● TASK PROMPT
Look through the data below and work out how many lines hold "street"; state only the number.

(Stored data entries)
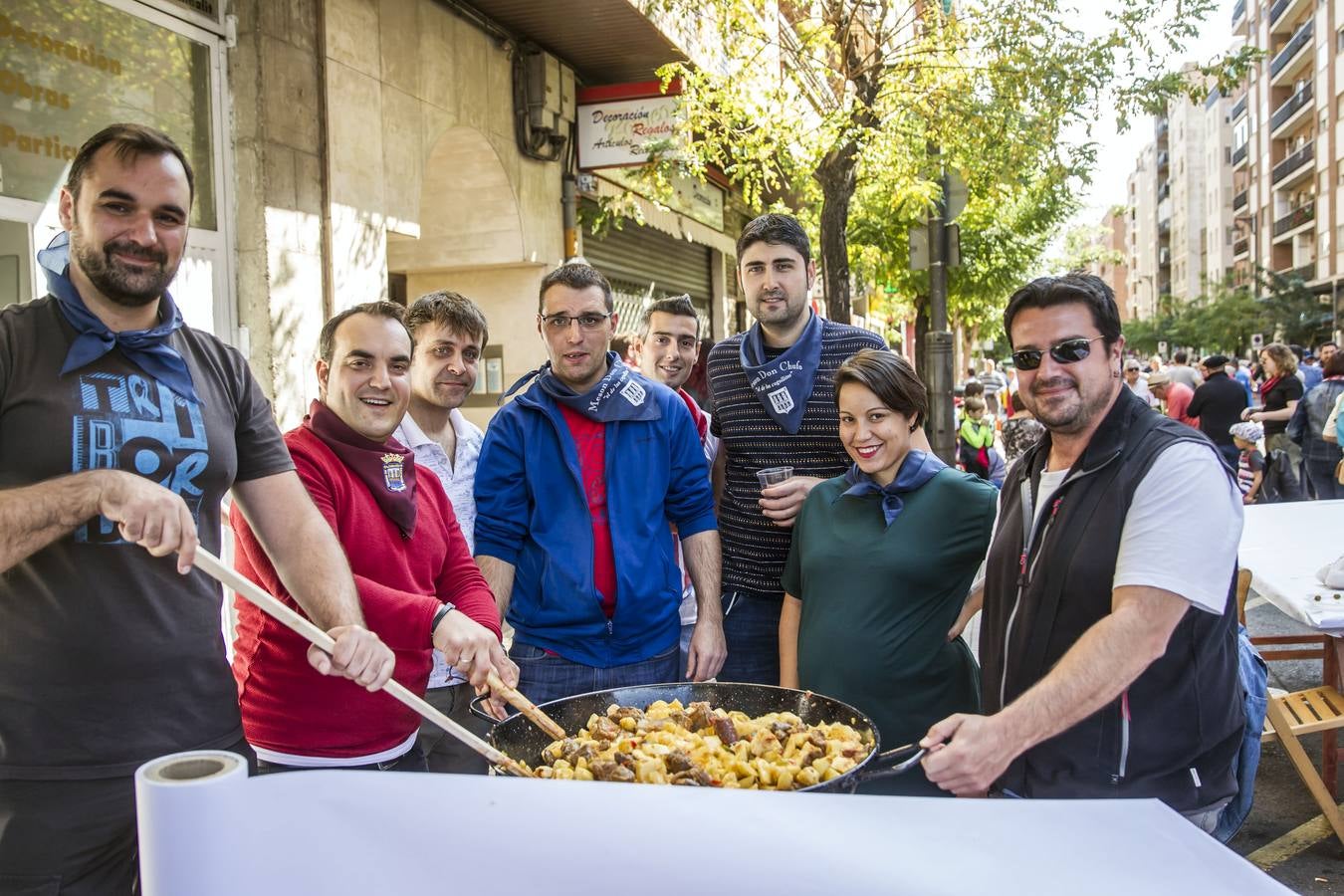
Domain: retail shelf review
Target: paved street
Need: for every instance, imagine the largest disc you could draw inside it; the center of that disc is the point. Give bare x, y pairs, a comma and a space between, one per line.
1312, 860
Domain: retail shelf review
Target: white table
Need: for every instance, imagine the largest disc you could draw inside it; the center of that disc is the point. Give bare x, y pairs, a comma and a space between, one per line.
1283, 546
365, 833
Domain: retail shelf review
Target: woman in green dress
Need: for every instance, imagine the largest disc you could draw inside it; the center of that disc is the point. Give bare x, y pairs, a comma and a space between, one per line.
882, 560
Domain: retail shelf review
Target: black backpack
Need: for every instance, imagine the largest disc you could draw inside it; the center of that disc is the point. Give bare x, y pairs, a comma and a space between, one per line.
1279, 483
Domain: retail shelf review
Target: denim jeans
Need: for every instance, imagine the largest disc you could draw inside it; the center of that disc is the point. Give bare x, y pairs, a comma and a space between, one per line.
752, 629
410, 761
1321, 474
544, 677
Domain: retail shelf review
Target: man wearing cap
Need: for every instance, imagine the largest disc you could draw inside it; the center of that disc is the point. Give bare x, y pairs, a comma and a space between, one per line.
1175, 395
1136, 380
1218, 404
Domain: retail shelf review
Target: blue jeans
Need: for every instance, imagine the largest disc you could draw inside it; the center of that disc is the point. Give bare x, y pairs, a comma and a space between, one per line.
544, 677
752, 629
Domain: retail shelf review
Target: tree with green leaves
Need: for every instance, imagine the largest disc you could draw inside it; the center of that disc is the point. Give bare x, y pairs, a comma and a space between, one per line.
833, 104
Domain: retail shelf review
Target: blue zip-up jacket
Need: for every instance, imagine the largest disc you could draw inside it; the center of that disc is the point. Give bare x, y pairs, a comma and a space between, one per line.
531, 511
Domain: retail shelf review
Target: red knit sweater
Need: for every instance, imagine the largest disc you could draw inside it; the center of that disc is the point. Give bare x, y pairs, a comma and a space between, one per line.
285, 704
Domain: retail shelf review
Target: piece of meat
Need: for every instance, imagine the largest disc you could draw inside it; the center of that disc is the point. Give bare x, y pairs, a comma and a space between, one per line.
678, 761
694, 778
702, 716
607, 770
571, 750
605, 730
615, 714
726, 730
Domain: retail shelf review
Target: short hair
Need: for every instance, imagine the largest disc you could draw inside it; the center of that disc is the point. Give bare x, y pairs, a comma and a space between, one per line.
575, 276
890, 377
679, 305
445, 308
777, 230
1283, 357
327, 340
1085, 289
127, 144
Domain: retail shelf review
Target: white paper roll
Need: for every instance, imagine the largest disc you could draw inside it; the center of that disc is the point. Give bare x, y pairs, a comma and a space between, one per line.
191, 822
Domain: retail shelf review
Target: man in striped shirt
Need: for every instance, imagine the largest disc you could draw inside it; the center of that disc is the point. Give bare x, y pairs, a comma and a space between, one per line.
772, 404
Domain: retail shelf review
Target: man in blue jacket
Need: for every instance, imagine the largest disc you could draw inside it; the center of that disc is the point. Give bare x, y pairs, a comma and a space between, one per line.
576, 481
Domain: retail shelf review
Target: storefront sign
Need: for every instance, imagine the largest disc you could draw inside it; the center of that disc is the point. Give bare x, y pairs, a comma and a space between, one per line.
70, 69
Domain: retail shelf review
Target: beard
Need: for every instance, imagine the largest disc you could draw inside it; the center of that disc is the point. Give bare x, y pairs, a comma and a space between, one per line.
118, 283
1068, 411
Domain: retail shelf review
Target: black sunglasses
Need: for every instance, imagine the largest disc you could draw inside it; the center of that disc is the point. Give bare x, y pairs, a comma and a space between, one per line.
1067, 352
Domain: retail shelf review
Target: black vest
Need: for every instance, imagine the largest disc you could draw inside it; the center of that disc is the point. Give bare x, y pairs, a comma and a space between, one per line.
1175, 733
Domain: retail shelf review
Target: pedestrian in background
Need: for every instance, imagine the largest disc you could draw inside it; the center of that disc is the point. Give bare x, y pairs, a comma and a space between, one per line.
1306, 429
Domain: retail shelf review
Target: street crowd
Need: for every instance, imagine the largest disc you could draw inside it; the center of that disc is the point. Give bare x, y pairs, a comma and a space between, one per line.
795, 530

● RESULT FOR THIS EXERCISE
2